Segment Start: EXTRACT TO READ

To End Child Abuse
The New Morality—Harvesting Its Crop
The remedy works when practiced, not when preached
THE new morality is not new. It is only a new name for the old immorality. The tree is still rotten, its fruit still worthless. Its wisdom is unrighteous, its “children” prove it so. As it occurred in the days of Noah and in the days of Lot, so it is occurring in these last days of another immoral system. The crop being reaped is the same, only this time it’s a bumper harvest. And not at all practical—very, very impractical. Especially so for the children.
The Bible’s remedy is practical, for children and everyone else. Even the professional people who are involved with the problem of child abuse offer similar solutions, up to a point. They know that bad family conditions cause children to run away from home, and that a high percentage of runaways end up on the streets and in prostitution and pornography and suffer appalling abuse. Some are escaping incest at home, homes broken by divorce, chronic conflicts with parents, lack of loving attention, and some are swayed by their peers. Whatever the specific causes, the remedy is the healing of family breakdown. So say the experts.
So does the Bible. It calls for close communication between parent and child. Concerning righteous principles, the command is: “You must inculcate them in your son and speak of them when you sit in your house and when you walk on the road and when you lie down and when you get up.”—Deuteronomy 6:7.
The Bible counsels both parents and children on how to act: “Children, be obedient to your parents in union with the Lord, for this is righteous . . . And you, fathers, do not be irritating your children, but go on bringing them up in the discipline and mental-regulating of Jehovah.”—Ephesians 6:1, 4.

Segment End: EXTRACT TO READ

§ **THE TASK**
Can you reproduce, word for word, everything in the article on ending child abuse from "The Bible’s remedy" down to "say the experts."?

Segment Start: INFORMATION GIVEN

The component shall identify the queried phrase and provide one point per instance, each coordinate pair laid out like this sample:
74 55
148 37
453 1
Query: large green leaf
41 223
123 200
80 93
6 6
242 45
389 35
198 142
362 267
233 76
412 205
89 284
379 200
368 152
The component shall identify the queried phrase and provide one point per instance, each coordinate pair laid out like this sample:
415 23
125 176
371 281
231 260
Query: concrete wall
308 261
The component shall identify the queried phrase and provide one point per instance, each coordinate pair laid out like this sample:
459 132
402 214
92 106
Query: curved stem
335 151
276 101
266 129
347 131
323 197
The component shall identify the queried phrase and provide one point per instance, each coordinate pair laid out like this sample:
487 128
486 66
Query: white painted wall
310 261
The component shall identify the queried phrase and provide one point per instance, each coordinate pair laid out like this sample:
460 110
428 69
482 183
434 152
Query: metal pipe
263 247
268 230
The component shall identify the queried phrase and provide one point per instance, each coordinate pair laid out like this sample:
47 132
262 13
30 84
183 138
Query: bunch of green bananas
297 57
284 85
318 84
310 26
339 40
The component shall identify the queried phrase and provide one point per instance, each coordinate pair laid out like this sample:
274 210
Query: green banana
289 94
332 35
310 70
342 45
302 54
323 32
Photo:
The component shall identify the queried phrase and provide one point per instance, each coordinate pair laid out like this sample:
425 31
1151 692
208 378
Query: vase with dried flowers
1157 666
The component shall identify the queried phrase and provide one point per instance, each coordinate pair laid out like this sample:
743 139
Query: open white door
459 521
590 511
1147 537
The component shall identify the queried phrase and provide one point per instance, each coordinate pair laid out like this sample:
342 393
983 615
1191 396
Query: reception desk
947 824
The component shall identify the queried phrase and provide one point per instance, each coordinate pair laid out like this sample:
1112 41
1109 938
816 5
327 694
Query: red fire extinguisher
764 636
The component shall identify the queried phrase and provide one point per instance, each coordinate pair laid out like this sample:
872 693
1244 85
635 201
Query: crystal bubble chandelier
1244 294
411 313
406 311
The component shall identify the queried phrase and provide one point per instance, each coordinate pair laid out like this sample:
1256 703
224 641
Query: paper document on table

Segment End: INFORMATION GIVEN

§ **WRITTEN RESPONSE**
The Bible’s remedy is practical, for children and everyone else. Even the professional people who are involved with the problem of child abuse offer similar solutions, up to a point. They know that bad family conditions cause children to run away from home, and that a high percentage of runaways end up on the streets and in prostitution and pornography and suffer appalling abuse. Some are escaping incest at home, homes broken by divorce, chronic conflicts with parents, lack of loving attention, and some are swayed by their peers. Whatever the specific causes, the remedy is the healing of family breakdown. So say the experts.